Recopiez mot pour mot l'ensemble des entrées qui suivent, en omettant les images.

Données extraites
========================

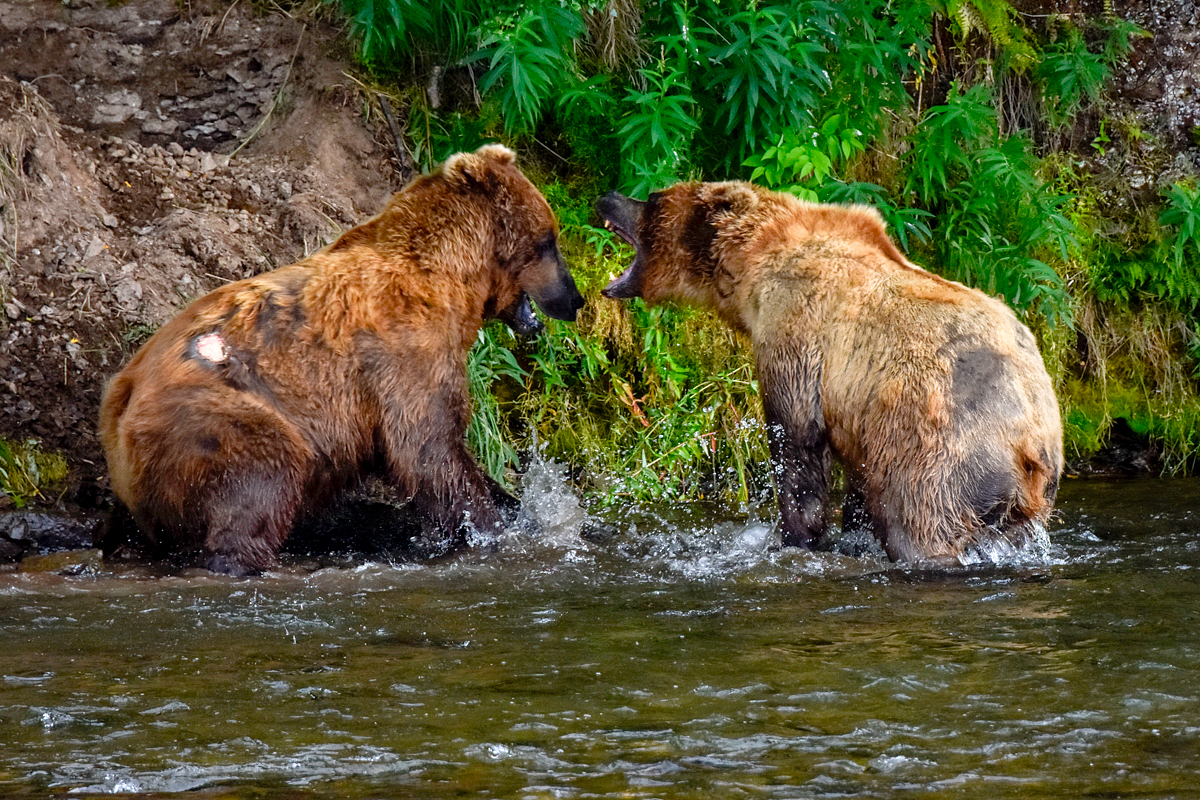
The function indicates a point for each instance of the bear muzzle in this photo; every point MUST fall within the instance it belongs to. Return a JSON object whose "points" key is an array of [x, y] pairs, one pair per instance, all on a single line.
{"points": [[521, 319]]}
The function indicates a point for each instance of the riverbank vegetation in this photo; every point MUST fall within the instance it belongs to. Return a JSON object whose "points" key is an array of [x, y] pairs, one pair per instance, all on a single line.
{"points": [[987, 138]]}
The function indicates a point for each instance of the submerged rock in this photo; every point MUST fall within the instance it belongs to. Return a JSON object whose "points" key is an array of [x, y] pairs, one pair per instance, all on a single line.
{"points": [[24, 533]]}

========================

Résultat de l'exercice
The function indicates a point for each instance of the bear muzzle in this photo; every point MUST fall within the instance it belongs to. Return a JSON object whose "points" key is an array of [x, y] pairs, one pair per instance, all on a single line.
{"points": [[521, 319]]}
The function indicates a point for each instance of the riverbank vegetation in this photo; every point MUST fall within the instance it belongs to. Return a JSON object whose "points" key is an array of [x, y] pairs, one pair per instance, all on a single line.
{"points": [[987, 138]]}
The function indicates a point for each instance of the submerged rock in this photo; every point MUST fall within the instance it belongs to. Return a JSON object whose "points" key is an array of [x, y] pairs, one pair per instance, all on a single line.
{"points": [[24, 533]]}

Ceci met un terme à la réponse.